En 1980, après une perte de connaissance lors d’un jogging à Central Park à New York, Bob Marley passe un examen aux rayons X où l’on découvre cinq tumeurs, trois au cerveau, une aux poumons et une à l’estomac : son cancer s’est généralisé. Il ne dit rien à son entourage et continue ses concerts dont celui au Bourget 12 en Seine-Saint-Denis, en France, le 3 juillet 1980 qui rassemble plus de 50 000 personnes. Bob Marley and the Wailers donne un dernier concert à Pittsburgh, le 23 septembre 1980 avant que sa tournée Uprising soit définitivement annulée. Bob Marley subit des séances de radiothérapie et de chimiothérapie qui lui font perdre ses dreadlocks au Memorial Sloan-Kettering Cancer Center de New York et se convertit le 4 novembre à l’Église orthodoxe éthiopienne, dont la plus haute autorité était feu l’empereur d’Éthiopie Hailé Sélassié Ier, considéré par les rastas comme étant la réincarnation de Jésus annoncée dans l’Apocalypse. Quelques jours après s’etre converti, il part en Bavière pour recevoir un traitement qui s’avèrera inefficace. Bob Marley souhaite finir ses jours en Jamaïque, mais il est finalement placé en soins intensifs le 9 mai 1981 à l’hôpital Cedars of Lebanon de Miami. Il y meurt le 11 mai 1981, trop faible pour faire le voyage en avion jusqu’à Kingston. Il est enterré le 21 mai dans sa paroisse de naissance, à St Ann, en Jamaïque, après des funérailles nationales à Kingston, qui attirent des centaines de milliers de personnes.
+-------+
*VOS CONSIGNES*.
Redonnez en entier, mot pour mot, le texte sur les derniers mois de Bob Marley. Basez-vous uniquement sur le texte.

Données de pointage sur image
+-------+
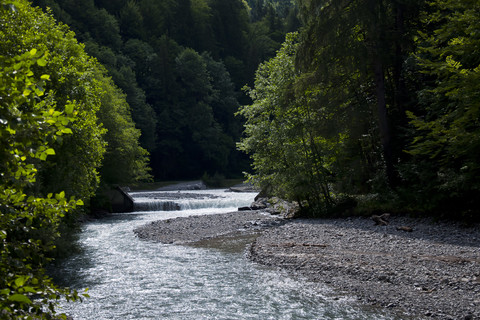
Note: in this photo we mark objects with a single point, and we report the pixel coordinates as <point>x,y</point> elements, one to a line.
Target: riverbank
<point>432,272</point>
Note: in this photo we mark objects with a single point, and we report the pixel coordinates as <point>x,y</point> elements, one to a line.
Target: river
<point>133,279</point>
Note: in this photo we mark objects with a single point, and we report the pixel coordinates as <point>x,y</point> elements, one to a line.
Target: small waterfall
<point>156,206</point>
<point>189,200</point>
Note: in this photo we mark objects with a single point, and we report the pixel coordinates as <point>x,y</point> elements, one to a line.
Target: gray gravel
<point>432,272</point>
<point>195,228</point>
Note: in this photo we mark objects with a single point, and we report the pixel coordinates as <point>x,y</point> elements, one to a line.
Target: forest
<point>347,107</point>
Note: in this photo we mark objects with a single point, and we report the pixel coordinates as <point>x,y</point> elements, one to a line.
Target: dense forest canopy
<point>182,65</point>
<point>64,124</point>
<point>374,106</point>
<point>363,106</point>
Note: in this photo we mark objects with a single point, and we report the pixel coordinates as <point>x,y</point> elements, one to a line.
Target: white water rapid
<point>133,279</point>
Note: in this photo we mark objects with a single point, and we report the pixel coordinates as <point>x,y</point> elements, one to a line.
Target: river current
<point>130,278</point>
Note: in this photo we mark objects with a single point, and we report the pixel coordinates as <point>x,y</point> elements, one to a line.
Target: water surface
<point>130,278</point>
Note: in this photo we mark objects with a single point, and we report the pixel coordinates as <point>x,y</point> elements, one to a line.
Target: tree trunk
<point>385,133</point>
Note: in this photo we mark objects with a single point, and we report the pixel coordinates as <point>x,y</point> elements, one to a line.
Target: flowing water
<point>133,279</point>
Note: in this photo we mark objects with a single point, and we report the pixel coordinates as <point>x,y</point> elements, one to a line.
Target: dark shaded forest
<point>182,65</point>
<point>351,107</point>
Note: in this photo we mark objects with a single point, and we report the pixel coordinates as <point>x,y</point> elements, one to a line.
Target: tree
<point>445,143</point>
<point>33,121</point>
<point>289,155</point>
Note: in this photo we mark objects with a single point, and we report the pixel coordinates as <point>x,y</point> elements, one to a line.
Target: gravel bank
<point>195,228</point>
<point>432,272</point>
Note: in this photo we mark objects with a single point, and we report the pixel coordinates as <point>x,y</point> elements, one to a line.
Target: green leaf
<point>60,195</point>
<point>69,108</point>
<point>20,281</point>
<point>50,151</point>
<point>5,291</point>
<point>41,62</point>
<point>20,298</point>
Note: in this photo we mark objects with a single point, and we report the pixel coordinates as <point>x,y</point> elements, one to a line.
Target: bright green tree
<point>31,124</point>
<point>283,135</point>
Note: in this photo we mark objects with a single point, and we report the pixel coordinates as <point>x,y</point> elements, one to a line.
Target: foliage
<point>383,97</point>
<point>446,143</point>
<point>146,38</point>
<point>55,105</point>
<point>280,134</point>
<point>71,85</point>
<point>31,123</point>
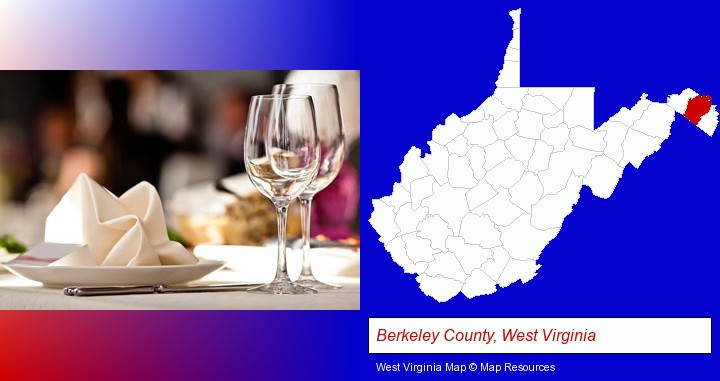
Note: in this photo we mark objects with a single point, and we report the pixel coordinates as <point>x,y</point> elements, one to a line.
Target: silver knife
<point>155,289</point>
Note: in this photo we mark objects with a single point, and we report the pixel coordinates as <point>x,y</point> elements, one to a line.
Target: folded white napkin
<point>117,231</point>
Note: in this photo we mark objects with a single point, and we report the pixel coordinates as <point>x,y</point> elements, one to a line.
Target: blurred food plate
<point>5,257</point>
<point>63,276</point>
<point>258,263</point>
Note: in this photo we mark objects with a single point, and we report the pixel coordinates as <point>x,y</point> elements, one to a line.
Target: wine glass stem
<point>305,207</point>
<point>281,273</point>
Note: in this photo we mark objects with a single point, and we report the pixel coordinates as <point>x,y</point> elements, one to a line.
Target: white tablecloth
<point>22,294</point>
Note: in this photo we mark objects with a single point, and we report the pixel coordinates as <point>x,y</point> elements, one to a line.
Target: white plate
<point>63,276</point>
<point>258,263</point>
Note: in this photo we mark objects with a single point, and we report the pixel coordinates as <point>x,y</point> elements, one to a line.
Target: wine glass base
<point>283,288</point>
<point>315,284</point>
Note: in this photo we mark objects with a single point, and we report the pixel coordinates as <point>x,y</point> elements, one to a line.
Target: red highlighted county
<point>697,107</point>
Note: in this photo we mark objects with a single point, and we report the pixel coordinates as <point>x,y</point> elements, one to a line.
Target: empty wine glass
<point>331,137</point>
<point>281,158</point>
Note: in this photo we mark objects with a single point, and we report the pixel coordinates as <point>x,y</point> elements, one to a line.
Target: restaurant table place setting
<point>93,237</point>
<point>116,248</point>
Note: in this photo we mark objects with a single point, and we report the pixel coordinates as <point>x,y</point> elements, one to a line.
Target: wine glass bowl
<point>331,141</point>
<point>281,158</point>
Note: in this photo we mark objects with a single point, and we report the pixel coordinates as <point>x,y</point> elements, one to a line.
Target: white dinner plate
<point>63,276</point>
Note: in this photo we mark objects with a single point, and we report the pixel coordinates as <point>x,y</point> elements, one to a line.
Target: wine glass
<point>331,137</point>
<point>281,158</point>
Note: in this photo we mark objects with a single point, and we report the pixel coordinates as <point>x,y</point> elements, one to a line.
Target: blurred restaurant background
<point>182,131</point>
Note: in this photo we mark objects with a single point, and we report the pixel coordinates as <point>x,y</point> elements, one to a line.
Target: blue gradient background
<point>650,250</point>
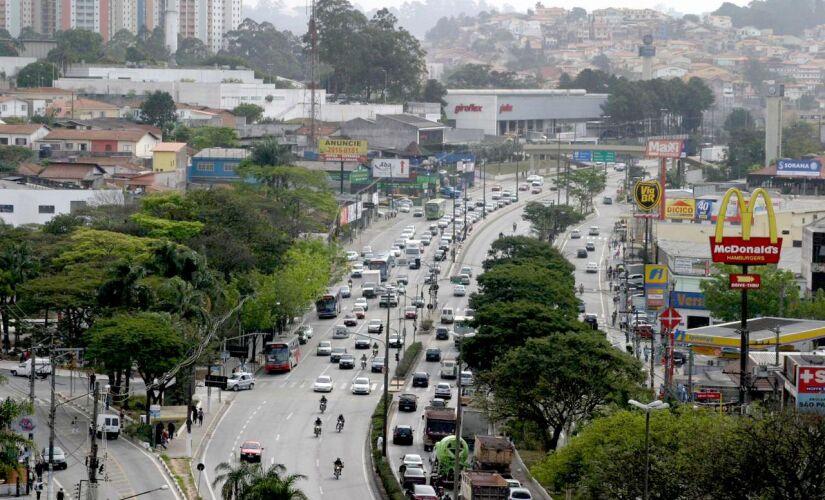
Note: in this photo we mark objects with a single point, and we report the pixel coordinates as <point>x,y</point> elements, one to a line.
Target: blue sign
<point>687,300</point>
<point>583,155</point>
<point>806,168</point>
<point>704,210</point>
+-------+
*RÉPONSE ATTENDUE*.
En 1980, après une perte de connaissance lors d’un jogging à Central Park à New York, Bob Marley passe un examen aux rayons X où l’on découvre cinq tumeurs, trois au cerveau, une aux poumons et une à l’estomac : son cancer s’est généralisé. Il ne dit rien à son entourage et continue ses concerts dont celui au Bourget 12 en Seine-Saint-Denis, en France, le 3 juillet 1980 qui rassemble plus de 50 000 personnes. Bob Marley and the Wailers donne un dernier concert à Pittsburgh, le 23 septembre 1980 avant que sa tournée Uprising soit définitivement annulée. Bob Marley subit des séances de radiothérapie et de chimiothérapie qui lui font perdre ses dreadlocks au Memorial Sloan-Kettering Cancer Center de New York et se convertit le 4 novembre à l’Église orthodoxe éthiopienne, dont la plus haute autorité était feu l’empereur d’Éthiopie Hailé Sélassié Ier, considéré par les rastas comme étant la réincarnation de Jésus annoncée dans l’Apocalypse. Quelques jours après s’etre converti, il part en Bavière pour recevoir un traitement qui s’avèrera inefficace. Bob Marley souhaite finir ses jours en Jamaïque, mais il est finalement placé en soins intensifs le 9 mai 1981 à l’hôpital Cedars of Lebanon de Miami. Il y meurt le 11 mai 1981, trop faible pour faire le voyage en avion jusqu’à Kingston. Il est enterré le 21 mai dans sa paroisse de naissance, à St Ann, en Jamaïque, après des funérailles nationales à Kingston, qui attirent des centaines de milliers de personnes.